** Start of TEXT SECTION **

Naturally, Hollywood tends to forget what makes these films good in the first place: a good script and chemistry between the co-stars.

Why Did Stallone Agree to Do This Movie?

During the late 80s and throughout the 90s, Stallone was in a box-office competition with his action hero rival, Arnold Schwarzenegger. When Arnold ventured into the comedy genre during the late 80s and early 90s, Stallone wanted to top him.

The script for SOMMWS was first offered to Arnold, who immediately recognized the quality. “I read the script and it was a piece of shit”, Arnold said during a Jimmy Kimmel interview. Being a true Machiavellian genius, Arnold hatched up a scheme by spreading the false rumor that he was interested in doing the movie. When Stallone got word of Schwarzenegger’s possible involvement, he called up Arnold to verify whether this was true. Schwarzenegger said he was and commented that he thought that the central idea was “brilliant.” Stallone, desperate to top his Austrian rival, quickly signed on, hoping, in Stallone’s own words during an Instagram Q&A to, “fake him out,” but instead, “he faked me out.”

** End of TEXT SECTION **

◆ **DIRECTIONS**:
Reproduce the passage about Stallone and the movie word for word, everything from "Naturally, Hollywood tends" down to "to top him.".

** Start of LISTING **

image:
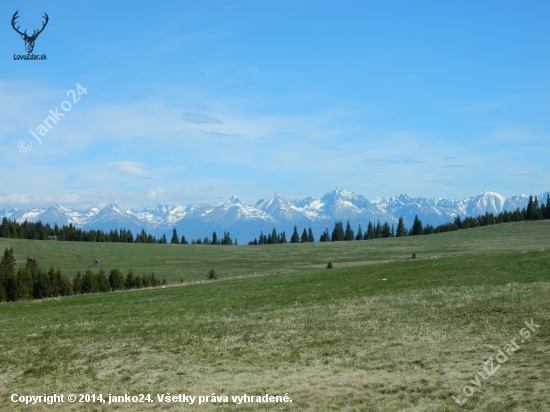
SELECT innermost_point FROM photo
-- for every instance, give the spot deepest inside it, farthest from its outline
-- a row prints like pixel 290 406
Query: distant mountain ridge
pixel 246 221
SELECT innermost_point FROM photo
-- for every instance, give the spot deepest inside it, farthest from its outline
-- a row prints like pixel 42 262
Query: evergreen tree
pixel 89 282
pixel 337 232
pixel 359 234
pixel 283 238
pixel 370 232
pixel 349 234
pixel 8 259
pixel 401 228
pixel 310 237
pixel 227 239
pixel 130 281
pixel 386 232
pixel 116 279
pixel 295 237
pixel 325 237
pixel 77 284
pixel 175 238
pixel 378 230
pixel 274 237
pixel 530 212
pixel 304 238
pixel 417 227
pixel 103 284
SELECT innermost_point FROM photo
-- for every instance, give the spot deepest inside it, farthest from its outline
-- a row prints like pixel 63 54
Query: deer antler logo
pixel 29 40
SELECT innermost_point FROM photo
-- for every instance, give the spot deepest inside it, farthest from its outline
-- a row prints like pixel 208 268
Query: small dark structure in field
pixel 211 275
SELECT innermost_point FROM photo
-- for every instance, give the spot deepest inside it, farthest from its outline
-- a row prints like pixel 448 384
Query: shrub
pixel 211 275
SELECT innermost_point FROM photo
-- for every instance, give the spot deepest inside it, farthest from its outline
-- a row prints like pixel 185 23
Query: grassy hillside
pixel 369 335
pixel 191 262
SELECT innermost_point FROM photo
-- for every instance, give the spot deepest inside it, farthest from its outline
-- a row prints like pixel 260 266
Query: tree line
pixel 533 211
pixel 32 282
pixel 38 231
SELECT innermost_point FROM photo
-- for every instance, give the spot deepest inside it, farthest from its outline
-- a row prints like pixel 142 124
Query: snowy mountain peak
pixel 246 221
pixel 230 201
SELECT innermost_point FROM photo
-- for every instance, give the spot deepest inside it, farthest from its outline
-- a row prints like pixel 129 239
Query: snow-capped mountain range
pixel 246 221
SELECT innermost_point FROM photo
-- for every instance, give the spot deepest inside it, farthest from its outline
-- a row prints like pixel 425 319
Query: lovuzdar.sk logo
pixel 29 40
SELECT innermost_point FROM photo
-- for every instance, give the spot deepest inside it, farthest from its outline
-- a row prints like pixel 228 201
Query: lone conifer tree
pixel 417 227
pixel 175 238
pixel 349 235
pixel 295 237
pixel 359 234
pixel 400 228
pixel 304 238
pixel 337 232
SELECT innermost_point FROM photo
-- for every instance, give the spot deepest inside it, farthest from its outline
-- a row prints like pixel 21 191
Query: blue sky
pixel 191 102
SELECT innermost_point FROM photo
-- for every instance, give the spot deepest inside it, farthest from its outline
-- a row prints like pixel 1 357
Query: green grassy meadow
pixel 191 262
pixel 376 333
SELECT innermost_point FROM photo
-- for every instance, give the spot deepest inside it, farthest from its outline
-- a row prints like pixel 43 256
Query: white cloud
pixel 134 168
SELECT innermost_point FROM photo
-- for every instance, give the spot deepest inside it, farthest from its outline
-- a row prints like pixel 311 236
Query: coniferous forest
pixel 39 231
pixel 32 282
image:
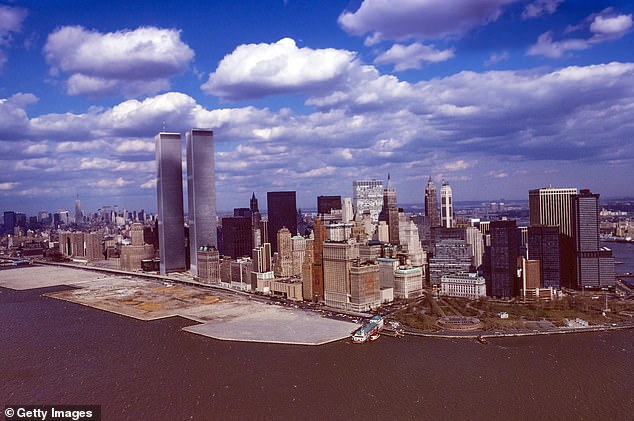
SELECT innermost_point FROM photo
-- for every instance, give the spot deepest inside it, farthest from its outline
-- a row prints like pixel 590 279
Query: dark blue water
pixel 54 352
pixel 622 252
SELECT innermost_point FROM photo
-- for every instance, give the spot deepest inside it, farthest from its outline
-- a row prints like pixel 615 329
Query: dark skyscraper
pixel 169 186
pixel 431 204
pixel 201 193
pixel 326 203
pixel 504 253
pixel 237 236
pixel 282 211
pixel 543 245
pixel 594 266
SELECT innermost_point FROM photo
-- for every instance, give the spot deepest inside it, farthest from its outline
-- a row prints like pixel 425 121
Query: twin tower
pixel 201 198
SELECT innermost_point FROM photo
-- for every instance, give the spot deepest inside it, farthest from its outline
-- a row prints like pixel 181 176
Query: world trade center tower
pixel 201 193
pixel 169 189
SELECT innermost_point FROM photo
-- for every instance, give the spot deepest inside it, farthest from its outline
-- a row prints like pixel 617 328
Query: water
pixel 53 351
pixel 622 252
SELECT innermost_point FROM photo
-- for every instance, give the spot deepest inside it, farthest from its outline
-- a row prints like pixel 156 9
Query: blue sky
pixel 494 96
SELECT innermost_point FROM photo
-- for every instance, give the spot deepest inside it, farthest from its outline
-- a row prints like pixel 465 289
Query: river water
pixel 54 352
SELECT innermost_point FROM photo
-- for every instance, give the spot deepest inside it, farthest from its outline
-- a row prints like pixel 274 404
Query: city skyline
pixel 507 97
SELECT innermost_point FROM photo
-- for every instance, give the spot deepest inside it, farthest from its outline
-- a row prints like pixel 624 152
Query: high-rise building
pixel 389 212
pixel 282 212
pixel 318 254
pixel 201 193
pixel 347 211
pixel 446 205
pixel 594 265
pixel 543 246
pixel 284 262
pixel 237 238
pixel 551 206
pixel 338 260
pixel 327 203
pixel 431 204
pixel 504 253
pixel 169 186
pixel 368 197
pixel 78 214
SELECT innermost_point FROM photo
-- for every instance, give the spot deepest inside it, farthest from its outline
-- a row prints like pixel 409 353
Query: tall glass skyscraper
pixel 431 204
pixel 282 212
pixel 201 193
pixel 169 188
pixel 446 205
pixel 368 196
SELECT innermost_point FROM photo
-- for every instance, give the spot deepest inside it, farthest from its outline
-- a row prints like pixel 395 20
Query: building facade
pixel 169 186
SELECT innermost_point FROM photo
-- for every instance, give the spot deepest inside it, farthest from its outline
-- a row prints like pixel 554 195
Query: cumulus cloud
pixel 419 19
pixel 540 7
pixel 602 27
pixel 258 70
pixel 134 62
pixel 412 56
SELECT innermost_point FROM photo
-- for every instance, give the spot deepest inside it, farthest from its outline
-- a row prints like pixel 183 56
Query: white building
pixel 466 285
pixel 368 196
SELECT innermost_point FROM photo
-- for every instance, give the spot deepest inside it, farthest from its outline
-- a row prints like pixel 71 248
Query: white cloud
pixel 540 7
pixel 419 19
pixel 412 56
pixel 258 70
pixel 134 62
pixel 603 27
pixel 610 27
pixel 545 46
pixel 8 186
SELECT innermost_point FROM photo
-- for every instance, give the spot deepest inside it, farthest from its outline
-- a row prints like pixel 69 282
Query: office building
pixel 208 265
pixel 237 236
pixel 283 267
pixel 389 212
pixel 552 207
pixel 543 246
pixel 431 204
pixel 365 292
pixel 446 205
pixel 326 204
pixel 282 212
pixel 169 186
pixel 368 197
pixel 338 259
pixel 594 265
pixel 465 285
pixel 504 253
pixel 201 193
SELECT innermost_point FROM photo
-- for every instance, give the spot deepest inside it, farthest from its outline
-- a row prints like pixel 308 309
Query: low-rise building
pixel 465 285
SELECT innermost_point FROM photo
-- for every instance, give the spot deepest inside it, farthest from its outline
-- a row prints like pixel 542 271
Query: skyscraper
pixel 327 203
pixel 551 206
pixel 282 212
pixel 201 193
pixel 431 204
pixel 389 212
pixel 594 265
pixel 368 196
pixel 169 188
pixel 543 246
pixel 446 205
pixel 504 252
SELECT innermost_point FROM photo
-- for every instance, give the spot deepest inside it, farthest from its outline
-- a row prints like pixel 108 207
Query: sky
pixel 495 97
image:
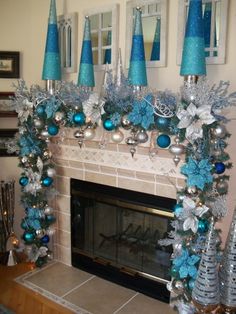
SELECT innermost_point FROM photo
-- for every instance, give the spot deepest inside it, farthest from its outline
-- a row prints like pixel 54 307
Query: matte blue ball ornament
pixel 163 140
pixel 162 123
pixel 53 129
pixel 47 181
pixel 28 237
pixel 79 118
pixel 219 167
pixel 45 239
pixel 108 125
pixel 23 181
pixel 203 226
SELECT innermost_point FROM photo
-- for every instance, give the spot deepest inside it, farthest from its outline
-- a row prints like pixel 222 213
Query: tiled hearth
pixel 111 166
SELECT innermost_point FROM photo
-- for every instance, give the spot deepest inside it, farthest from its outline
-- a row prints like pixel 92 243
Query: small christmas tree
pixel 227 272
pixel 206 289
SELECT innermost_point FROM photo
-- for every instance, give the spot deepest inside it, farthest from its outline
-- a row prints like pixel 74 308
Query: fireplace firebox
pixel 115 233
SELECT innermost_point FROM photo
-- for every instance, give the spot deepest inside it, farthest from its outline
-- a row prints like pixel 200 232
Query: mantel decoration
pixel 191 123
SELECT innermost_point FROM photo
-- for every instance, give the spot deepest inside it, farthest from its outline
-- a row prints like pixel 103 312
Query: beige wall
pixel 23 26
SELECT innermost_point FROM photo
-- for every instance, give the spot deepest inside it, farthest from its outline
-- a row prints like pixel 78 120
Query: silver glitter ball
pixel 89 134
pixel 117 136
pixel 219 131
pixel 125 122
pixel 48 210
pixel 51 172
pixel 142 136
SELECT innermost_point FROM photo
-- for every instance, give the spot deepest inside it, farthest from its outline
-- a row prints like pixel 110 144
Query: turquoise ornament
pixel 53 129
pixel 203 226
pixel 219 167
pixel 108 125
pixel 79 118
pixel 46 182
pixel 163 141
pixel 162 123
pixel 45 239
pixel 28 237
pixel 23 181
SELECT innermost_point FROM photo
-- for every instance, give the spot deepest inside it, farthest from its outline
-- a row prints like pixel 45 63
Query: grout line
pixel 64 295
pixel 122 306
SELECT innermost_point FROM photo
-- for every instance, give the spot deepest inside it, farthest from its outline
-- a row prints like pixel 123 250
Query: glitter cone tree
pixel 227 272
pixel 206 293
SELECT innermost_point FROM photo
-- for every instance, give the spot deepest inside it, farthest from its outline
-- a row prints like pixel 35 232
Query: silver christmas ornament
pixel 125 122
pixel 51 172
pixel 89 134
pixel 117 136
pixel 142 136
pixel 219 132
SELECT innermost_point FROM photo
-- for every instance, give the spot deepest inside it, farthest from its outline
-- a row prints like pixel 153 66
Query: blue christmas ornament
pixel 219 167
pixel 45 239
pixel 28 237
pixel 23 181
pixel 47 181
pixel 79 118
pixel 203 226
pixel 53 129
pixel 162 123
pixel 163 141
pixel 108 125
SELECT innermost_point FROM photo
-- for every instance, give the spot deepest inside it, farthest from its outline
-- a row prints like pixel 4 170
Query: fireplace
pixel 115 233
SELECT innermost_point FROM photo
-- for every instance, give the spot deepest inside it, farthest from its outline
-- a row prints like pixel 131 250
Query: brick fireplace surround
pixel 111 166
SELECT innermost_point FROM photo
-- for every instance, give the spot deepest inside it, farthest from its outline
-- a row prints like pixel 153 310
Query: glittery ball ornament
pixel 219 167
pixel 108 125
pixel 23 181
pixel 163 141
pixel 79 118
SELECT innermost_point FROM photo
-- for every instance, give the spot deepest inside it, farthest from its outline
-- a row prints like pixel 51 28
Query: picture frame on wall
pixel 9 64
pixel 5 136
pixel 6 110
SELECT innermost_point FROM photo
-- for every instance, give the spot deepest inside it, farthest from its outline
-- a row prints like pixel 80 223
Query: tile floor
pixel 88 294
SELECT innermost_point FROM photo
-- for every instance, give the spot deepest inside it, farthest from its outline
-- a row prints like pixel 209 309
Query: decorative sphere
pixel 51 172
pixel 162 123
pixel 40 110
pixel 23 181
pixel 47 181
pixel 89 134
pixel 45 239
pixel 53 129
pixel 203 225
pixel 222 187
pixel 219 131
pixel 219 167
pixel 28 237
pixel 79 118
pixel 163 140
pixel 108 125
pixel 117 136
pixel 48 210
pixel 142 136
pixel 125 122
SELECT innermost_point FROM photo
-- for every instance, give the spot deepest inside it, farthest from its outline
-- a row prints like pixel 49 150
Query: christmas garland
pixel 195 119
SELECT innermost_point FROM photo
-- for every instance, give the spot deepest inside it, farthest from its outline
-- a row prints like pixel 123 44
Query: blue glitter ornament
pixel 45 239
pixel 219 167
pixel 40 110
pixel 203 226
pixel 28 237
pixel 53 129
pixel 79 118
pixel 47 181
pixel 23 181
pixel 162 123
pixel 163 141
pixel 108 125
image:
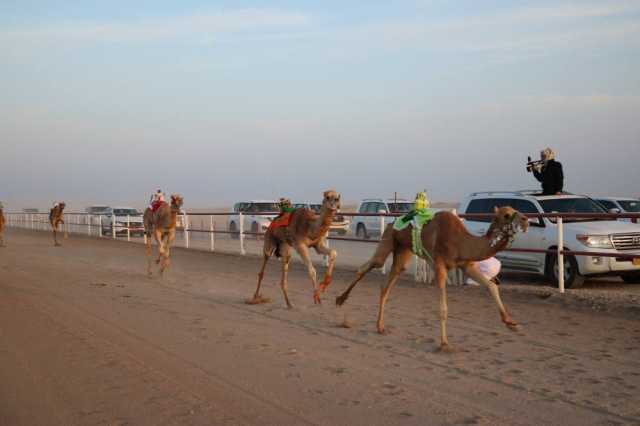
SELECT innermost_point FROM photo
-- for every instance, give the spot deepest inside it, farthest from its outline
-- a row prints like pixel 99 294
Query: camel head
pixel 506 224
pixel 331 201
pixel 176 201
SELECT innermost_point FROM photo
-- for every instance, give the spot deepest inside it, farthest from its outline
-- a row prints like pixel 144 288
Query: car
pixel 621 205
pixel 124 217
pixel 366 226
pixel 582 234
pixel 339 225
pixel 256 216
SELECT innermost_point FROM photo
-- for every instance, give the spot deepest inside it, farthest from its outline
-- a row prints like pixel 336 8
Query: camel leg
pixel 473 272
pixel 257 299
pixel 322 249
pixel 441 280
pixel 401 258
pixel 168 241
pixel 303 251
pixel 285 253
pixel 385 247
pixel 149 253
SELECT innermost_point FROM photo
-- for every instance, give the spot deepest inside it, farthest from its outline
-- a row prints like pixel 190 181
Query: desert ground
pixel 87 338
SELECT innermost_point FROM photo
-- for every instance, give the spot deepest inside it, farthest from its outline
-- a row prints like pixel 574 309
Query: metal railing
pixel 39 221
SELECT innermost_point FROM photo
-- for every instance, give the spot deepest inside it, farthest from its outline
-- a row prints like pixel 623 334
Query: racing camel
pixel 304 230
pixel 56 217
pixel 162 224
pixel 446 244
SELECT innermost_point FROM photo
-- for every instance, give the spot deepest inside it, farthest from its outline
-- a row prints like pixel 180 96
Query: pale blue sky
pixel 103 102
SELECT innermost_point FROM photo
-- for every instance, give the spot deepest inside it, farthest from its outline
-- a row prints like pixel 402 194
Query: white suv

** End of LISTING **

◆ **TASK ANSWER**:
Naturally, Hollywood tends to forget what makes these films good in the first place: a good script and chemistry between the co-stars.

Why Did Stallone Agree to Do This Movie?

During the late 80s and throughout the 90s, Stallone was in a box-office competition with his action hero rival, Arnold Schwarzenegger. When Arnold ventured into the comedy genre during the late 80s and early 90s, Stallone wanted to top him.